# [SUPPLIED TEXT]

New Round of Economic Impact Payments
An additional round of economic relief payments is to be made available in the next several days. An individual with an income of $75,000 or less may receive a maximum amount of $600. The amount of payment will be prorated for individuals with an income greater than $75,000. An individual with an income greater than $87,000 will not receive payment unless the individual has dependents. If a couple files a joint tax return, the couple can receive up to $1,200 for an income threshold of up to $150,000, with a cutoff from payment at $174,000. A dependent may also receive $600. The Treasury Department and IRS have been instructed to make the payments available as soon as possible and it is expected that payments will be made electronically wherever possible. The agencies have the authority to make payment to any account for which the individual has previously authorized the IRS to use on or after January 1, 2019, for the payment of a tax refund. Banks should prepare for receipt of new relief payments by customers.
Continuation of Unemployment Benefits
The relief bill has extended unemployment aid. The new level of payment is $300 per week for payments beginning after December 26, 2020 until March 14, 2021. As banks in Wisconsin have experienced high levels of unauthorized or fraudulent payments related to unemployment benefits, banks should continue their diligent monitoring and identification of such transactions or activity.
Temporary Relief from CECL Standards
The relief bill has also extended the implementation period of CECL for banks. The new period for implementation of the CECL standard is the earlier of the first day of the fiscal year of the bank that begins after the termination date of the national pandemic emergency, or January 1, 2022. This is an extension from December 31, 2020. Banks are still encouraged to work closely with their accounting resources regarding how best to implement requirements under CECL. Banks’ regulators should also be kept apprised of decisions and implementation status.
Extension of Relief from Troubled Debt Restructuring (TDR)
The termination date of the CARES Act provision which allowed banks greater flexibility when classifying a credit as a TDR has been extended. The original relief was to expire next week on December 31, 2020. The relief bill extends relief afforded by TDRs under the CARES Act until January 1, 2022. The extension will allow banks the necessary flexibility to continue to work with struggling borrowers. Banks are encouraged to continue to work with struggling borrowers, to keep in constant contact with borrowers so as to identify risks, and act accordingly in a timely manner.
Cybersecurity of Financial Systems Resiliency
The relief bill requires the federal banking regulators to report to Congress within 180 days after enactment of the relief bill, and annually thereafter, of the steps the agencies have taken to strengthen cybersecurity within the financial services industry. Banks can expect continued heightened regulator scrutiny in examinations as the topic of cybersecurity continues to be a focus of bank regulators.

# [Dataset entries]
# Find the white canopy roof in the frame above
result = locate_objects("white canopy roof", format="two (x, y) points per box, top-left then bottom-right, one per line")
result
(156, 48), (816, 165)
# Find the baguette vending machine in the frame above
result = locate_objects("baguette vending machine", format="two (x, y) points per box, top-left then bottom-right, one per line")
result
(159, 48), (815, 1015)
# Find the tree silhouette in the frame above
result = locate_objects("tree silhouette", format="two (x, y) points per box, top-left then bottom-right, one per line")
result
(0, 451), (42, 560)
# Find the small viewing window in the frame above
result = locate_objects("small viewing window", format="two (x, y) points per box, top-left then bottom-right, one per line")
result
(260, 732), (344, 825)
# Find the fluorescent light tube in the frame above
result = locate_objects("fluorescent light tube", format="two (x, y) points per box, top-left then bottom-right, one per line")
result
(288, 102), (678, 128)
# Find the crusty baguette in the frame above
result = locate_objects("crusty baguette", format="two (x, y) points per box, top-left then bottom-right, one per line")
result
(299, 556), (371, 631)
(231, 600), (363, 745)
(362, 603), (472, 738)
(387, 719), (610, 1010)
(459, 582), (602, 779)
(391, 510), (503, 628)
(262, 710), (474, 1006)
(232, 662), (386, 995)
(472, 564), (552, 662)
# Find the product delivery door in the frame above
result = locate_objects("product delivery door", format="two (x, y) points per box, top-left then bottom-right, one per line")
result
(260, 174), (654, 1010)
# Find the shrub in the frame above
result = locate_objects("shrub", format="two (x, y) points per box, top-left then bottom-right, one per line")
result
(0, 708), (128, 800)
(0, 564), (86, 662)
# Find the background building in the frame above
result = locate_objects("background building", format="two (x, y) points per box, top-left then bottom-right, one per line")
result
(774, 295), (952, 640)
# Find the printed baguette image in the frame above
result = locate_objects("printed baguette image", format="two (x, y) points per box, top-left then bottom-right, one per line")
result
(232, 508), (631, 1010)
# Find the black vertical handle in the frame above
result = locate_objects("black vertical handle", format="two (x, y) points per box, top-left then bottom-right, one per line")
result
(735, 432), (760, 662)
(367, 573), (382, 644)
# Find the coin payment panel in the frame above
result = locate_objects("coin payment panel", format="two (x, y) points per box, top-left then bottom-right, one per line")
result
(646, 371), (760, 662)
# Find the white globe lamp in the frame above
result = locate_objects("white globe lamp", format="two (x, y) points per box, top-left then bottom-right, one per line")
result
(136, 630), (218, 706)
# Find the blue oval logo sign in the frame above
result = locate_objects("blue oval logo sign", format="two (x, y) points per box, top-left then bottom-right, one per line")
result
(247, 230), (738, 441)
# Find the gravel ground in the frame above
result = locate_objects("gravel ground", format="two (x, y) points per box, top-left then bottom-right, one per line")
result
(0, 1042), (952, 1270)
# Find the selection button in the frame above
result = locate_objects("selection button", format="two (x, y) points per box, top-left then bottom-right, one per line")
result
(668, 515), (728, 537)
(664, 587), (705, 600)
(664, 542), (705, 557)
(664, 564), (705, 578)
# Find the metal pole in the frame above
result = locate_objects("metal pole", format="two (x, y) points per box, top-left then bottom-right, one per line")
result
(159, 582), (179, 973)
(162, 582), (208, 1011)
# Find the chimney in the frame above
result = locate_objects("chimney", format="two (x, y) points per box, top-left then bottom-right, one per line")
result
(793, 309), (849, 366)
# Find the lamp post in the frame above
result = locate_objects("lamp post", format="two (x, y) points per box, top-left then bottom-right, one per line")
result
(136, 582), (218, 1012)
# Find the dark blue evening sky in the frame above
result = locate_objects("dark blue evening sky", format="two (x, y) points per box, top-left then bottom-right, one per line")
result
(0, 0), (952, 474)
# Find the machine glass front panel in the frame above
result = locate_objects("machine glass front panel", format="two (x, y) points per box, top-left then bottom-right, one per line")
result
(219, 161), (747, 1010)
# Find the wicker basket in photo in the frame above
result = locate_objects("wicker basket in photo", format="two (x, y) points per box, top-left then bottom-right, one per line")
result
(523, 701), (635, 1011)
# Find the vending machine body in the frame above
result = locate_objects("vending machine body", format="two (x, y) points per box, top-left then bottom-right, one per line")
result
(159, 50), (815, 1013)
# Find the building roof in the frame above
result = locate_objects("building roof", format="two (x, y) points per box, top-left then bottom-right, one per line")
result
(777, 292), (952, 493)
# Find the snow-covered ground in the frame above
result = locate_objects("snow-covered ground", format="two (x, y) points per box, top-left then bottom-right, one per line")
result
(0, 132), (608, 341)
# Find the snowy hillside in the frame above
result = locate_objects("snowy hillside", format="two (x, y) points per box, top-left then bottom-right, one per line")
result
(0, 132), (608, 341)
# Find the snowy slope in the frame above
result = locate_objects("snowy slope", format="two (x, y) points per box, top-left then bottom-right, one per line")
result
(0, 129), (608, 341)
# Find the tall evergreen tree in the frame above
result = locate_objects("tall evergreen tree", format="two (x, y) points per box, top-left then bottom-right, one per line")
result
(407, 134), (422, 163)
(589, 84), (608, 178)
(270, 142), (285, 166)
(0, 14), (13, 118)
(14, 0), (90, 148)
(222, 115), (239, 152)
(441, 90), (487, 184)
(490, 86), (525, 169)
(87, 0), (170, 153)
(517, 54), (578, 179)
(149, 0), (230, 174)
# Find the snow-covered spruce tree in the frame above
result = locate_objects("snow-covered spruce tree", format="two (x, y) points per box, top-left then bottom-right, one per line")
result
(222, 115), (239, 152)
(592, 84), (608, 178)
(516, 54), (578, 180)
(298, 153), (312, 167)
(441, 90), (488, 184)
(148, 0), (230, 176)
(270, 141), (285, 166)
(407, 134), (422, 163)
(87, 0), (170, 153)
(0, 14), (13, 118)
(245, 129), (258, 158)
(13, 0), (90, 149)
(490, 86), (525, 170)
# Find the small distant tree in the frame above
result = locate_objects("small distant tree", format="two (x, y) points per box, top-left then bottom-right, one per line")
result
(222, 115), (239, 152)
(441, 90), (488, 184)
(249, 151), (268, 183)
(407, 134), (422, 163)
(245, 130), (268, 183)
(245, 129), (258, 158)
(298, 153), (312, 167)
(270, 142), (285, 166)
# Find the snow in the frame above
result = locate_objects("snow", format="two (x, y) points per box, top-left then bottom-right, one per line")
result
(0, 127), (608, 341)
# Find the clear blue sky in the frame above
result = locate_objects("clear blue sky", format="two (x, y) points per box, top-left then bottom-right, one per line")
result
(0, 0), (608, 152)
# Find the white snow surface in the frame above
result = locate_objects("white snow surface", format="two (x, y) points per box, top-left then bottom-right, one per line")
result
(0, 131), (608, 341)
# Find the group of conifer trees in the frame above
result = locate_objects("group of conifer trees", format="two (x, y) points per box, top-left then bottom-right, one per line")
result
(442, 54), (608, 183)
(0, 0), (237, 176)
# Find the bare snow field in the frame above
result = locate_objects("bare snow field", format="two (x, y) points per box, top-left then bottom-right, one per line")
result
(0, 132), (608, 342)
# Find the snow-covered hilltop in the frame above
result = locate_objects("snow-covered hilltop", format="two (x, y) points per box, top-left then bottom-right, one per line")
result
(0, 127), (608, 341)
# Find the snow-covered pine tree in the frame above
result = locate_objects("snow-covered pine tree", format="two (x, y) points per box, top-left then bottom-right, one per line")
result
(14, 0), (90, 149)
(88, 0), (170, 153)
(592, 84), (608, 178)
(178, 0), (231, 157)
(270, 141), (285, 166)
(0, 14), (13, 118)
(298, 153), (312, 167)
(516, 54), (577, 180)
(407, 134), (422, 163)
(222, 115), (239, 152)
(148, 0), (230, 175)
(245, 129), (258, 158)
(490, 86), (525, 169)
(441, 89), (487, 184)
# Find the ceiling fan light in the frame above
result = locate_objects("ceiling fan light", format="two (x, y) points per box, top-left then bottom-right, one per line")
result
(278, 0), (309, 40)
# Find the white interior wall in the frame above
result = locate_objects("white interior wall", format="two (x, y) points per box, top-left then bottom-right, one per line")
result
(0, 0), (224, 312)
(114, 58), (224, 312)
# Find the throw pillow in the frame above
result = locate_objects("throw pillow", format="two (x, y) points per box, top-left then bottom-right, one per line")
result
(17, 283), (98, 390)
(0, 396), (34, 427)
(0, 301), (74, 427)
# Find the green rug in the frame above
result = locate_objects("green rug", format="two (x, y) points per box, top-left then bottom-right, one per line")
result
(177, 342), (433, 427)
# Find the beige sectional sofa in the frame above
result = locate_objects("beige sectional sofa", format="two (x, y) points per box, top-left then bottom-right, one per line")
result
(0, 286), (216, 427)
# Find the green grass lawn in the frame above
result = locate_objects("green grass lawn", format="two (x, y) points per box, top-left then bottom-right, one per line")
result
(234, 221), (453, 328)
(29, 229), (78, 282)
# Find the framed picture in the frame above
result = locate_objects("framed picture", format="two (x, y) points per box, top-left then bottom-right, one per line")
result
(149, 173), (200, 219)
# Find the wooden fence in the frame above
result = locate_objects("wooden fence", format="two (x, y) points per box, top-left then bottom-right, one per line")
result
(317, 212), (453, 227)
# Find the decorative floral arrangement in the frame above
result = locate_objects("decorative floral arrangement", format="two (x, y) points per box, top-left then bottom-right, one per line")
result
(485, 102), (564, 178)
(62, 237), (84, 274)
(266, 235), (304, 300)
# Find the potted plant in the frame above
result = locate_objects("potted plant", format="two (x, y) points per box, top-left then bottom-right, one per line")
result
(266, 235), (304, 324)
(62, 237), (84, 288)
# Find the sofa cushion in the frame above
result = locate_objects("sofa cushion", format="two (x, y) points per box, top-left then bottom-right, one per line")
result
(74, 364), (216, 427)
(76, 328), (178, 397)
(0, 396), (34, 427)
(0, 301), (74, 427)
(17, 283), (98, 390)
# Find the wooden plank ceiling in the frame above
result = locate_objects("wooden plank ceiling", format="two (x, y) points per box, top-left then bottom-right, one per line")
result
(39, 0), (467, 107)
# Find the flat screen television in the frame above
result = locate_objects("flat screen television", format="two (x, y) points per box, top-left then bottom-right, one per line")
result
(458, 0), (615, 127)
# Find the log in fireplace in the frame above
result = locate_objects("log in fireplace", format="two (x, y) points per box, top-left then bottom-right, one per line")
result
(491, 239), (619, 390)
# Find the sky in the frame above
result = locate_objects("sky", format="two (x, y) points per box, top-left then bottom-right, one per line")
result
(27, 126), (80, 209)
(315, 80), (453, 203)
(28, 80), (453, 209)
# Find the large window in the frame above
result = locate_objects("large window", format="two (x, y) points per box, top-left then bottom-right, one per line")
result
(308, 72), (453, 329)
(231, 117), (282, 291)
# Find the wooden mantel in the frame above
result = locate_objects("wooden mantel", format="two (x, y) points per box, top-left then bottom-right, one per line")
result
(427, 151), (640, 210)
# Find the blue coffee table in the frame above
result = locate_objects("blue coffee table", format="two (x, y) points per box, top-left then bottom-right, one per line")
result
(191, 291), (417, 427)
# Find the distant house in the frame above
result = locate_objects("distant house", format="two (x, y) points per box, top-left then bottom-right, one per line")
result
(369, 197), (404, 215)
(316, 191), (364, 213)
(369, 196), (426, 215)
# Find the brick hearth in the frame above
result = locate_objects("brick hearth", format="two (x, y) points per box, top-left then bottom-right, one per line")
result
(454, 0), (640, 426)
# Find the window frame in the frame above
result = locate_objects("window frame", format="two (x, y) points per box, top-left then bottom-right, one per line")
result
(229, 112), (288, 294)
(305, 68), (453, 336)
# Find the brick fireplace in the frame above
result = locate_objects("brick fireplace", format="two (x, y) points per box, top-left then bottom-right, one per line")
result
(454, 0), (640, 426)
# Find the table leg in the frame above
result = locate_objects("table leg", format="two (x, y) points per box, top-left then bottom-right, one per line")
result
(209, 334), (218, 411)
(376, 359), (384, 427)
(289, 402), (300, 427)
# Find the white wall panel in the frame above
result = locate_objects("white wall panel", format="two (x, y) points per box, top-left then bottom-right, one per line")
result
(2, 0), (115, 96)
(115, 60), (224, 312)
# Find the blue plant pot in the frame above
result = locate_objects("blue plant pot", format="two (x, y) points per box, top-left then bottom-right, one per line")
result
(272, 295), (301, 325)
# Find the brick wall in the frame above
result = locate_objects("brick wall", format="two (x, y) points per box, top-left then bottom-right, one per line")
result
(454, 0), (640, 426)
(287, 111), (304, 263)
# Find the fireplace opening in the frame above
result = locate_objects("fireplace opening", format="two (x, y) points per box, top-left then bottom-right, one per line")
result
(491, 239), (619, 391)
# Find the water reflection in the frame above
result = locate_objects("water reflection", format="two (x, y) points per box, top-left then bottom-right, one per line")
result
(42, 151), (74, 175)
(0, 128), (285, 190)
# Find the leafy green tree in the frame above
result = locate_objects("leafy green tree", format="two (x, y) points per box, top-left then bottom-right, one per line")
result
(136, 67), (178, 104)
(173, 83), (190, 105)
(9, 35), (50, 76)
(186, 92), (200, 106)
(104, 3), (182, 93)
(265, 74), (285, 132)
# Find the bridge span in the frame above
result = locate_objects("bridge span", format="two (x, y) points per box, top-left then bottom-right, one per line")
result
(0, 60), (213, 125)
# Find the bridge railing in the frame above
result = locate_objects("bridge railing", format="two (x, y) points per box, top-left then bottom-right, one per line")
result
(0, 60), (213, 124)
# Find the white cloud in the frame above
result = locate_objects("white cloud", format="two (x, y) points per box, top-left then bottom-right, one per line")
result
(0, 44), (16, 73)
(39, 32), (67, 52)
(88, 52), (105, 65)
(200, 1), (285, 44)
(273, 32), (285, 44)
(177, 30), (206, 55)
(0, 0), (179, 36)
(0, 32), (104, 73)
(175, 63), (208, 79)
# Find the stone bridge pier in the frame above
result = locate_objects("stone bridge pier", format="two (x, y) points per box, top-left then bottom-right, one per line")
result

# [ASSIGNMENT]
According to the relief bill summary, what weekly unemployment payment applies, and for what period?

# [RESULT OF THIS EXERCISE]
$300 per week, for payments beginning after December 26, 2020 until March 14, 2021.